▶ [INSTRUCCIÓN DE TRABAJO 1] Resume en dos oraciones el texto sobre la justicia.
▶ [INSTRUCCIÓN DE TRABAJO 2] Copia otra vez un pasaje del texto sobre la justicia y cambia "colombianos" por "ciudadanos". Empieza en las palabras "Las altas cortes padecen" y termina después de "de la justicia.".

▶ [FRAGMENTO PARA LEER]
☆ ☆ ☆ ☆ ☆ ☆ ☆
Vientos de revolcón

Las altas cortes padecen un cúmulo de males que es urgente subsanar. Un daño irreversible pondría a caminar por la cuerda floja al Estado de derecho.

Entre los desafíos que le esperan a quien los colombianos elijan para tomar las riendas del país los próximos cuatro años hay uno que debe ser prioritario: revertir el progresivo y alarmante desprestigio de la justicia.

Ya varios observadores han puesto el dedo en la llaga al describir la dramática situación en que hoy se encuentran, en particular, nuestras altas cortes. A decir verdad, estas padecen un cúmulo de males, entre los que sobresalen la desidia, la falta de compromiso, la lentitud de los fallos y el consabido apetito burocrático, sin dejar de lado el clientelismo, cuando no el nepotismo.

Se podría decir que el declive comenzó hace cerca de tres décadas. Como lo recordaba recientemente Daniel Samper Pizano, a partir del infortunado episodio del Palacio de Justicia el país perdió una generación de juristas y humanistas brillante. Veníamos de las nefandas épocas de la violencia, cuando los magistrados y jueces se alinearon en las causas partidistas. Por eso, el plebiscito de 1957 –mayor expresión de participación popular en nuestra historia– cambió el sistema de elección y eliminó toda interferencia política en la integración del Poder Judicial.

Para dar ese salto fue preciso que se les revocara en la práctica el mandato a los magistrados de entonces, muchos de ellos anuentes con la dictadura rojista. Años después, y con la mejor de las intenciones, como suele ocurrir, la Constitución de 1991 introdujo, por la puerta de atrás, el diablillo de la politiquería –con todas sus consecuencias– en las altas cortes, no solamente al modificar la cooptación, que produjo buenos resultados, sino al asignarles a sus integrantes toda clase de funciones electorales, que los han distraído de su tarea natural de administrar justicia.
☆ ☆ ☆ ☆ ☆ ☆ ☆
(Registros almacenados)
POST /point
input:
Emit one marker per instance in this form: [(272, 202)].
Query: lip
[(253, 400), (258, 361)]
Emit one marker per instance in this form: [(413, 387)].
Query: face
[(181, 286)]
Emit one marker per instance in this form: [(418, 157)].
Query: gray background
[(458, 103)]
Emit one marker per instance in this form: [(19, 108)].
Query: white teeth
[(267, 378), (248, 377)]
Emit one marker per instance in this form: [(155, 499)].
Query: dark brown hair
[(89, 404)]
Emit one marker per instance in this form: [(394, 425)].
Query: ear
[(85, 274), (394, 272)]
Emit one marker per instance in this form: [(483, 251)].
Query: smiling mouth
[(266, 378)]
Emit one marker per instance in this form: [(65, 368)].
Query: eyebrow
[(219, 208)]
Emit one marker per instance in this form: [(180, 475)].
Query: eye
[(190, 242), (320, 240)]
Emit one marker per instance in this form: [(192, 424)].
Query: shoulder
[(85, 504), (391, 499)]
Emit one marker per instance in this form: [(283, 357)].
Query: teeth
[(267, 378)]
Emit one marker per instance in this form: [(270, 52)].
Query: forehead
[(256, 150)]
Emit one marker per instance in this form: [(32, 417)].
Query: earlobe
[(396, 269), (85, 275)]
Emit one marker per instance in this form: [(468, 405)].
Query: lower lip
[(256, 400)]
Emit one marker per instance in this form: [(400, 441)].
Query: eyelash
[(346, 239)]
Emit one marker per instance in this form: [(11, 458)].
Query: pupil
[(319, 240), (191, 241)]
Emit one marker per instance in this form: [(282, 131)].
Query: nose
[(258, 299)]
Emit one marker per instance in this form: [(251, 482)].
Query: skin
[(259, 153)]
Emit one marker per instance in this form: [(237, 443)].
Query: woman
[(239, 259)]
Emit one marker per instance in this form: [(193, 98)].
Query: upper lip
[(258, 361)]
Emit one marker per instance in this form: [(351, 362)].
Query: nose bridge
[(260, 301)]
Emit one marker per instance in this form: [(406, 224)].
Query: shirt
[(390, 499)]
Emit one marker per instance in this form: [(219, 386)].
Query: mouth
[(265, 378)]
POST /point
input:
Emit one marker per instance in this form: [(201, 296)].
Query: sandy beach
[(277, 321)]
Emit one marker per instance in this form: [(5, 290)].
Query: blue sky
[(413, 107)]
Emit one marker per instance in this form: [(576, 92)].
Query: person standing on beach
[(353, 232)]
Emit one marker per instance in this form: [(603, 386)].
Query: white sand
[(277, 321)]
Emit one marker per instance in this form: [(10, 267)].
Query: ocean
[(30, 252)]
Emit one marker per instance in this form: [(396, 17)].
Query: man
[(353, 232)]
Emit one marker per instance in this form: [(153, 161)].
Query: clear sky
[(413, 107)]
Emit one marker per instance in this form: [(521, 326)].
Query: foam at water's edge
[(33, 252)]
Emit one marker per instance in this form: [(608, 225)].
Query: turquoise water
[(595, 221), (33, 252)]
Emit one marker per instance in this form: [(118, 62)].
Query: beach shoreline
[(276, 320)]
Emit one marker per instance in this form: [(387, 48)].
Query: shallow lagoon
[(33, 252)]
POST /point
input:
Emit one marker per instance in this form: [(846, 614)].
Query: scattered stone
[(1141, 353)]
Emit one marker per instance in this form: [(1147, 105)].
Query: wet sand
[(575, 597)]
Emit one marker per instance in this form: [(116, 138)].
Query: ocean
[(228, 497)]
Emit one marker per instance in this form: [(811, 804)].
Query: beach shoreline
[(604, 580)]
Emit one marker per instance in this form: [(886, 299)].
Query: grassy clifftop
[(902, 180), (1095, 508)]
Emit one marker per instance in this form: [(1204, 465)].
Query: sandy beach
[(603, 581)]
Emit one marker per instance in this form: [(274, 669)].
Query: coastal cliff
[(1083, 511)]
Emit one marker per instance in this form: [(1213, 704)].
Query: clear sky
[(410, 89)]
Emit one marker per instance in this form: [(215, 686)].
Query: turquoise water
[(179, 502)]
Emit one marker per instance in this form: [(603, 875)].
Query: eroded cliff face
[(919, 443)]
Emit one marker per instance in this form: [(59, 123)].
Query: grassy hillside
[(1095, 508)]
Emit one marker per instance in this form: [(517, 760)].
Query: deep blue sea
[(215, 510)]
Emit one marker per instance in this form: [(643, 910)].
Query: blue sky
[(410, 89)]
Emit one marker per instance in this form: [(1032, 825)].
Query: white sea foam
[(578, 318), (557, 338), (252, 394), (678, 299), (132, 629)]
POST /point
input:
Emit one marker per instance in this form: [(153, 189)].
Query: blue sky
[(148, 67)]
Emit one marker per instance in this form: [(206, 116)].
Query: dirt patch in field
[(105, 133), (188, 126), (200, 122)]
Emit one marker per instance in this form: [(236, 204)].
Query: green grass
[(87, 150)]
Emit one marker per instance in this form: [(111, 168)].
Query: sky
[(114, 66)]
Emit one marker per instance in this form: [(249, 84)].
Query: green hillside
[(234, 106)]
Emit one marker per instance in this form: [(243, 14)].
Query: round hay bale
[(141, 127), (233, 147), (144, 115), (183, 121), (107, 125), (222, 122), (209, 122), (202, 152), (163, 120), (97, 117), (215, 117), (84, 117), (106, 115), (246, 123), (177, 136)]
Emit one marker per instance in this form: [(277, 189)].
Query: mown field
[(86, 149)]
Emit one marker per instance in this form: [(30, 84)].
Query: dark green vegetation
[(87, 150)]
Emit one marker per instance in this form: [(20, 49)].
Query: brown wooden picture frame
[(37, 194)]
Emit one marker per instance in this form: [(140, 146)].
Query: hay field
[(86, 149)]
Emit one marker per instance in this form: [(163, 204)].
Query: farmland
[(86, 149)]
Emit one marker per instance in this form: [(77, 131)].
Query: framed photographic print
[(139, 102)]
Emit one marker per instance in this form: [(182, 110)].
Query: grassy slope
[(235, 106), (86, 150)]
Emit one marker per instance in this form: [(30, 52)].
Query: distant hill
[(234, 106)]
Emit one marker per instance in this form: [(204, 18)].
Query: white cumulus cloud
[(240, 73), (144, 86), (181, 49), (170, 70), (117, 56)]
☆ ☆ ☆ ☆ ☆ ☆ ☆
▶ [ESPACIO DE RESPUESTA 1] Quien gobierne Colombia los próximos cuatro años debe asumir como prioridad revertir el desprestigio de la justicia, cuyas altas cortes padecen males como la desidia, la lentitud de los fallos, el clientelismo y el nepotismo. El declive comenzó hace cerca de tres décadas, y la Constitución de 1991 llevó la politiquería a las altas cortes al asignar a sus integrantes funciones electorales que los han distraído de administrar justicia.

▶ [ESPACIO DE RESPUESTA 2]
Las altas cortes padecen un cúmulo de males que es urgente subsanar. Un daño irreversible pondría a caminar por la cuerda floja al Estado de derecho.

Entre los desafíos que le esperan a quien los ciudadanos elijan para tomar las riendas del país los próximos cuatro años hay uno que debe ser prioritario: revertir el progresivo y alarmante desprestigio de la justicia.